## Problem statement
Extract each line of the data below that contains the string "planter".

## Dataset content

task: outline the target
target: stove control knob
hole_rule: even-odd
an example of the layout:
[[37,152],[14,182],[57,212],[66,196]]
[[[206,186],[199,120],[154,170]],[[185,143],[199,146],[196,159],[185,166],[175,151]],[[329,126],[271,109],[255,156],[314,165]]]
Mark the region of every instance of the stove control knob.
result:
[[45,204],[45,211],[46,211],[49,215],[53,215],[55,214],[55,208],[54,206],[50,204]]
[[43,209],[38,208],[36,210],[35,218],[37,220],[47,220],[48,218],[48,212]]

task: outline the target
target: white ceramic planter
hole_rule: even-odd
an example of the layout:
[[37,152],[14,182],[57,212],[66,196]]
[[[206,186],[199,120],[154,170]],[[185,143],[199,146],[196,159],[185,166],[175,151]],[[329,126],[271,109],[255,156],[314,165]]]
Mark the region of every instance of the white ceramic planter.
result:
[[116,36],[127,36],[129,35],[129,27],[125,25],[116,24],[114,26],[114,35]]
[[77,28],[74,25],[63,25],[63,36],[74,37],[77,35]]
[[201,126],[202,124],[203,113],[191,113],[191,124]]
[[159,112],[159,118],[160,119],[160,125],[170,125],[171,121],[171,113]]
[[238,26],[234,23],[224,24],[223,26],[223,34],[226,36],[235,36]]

...

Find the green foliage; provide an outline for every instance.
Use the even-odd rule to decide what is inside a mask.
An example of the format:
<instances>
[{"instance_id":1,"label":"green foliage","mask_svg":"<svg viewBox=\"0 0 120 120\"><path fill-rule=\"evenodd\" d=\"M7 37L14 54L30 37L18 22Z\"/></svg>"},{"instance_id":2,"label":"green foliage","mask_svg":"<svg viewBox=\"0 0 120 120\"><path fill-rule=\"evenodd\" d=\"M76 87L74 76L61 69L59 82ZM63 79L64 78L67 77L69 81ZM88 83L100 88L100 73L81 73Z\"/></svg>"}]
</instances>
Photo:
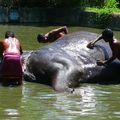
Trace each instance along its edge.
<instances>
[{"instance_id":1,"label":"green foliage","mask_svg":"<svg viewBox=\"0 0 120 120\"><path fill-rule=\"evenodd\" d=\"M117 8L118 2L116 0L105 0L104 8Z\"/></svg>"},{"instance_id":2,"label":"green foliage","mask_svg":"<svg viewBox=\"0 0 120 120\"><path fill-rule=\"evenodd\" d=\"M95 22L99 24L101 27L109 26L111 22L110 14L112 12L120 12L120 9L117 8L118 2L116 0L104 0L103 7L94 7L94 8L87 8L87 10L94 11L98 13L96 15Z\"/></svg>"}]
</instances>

## Answer to this problem
target: white ceramic planter
Mark the region of every instance of the white ceramic planter.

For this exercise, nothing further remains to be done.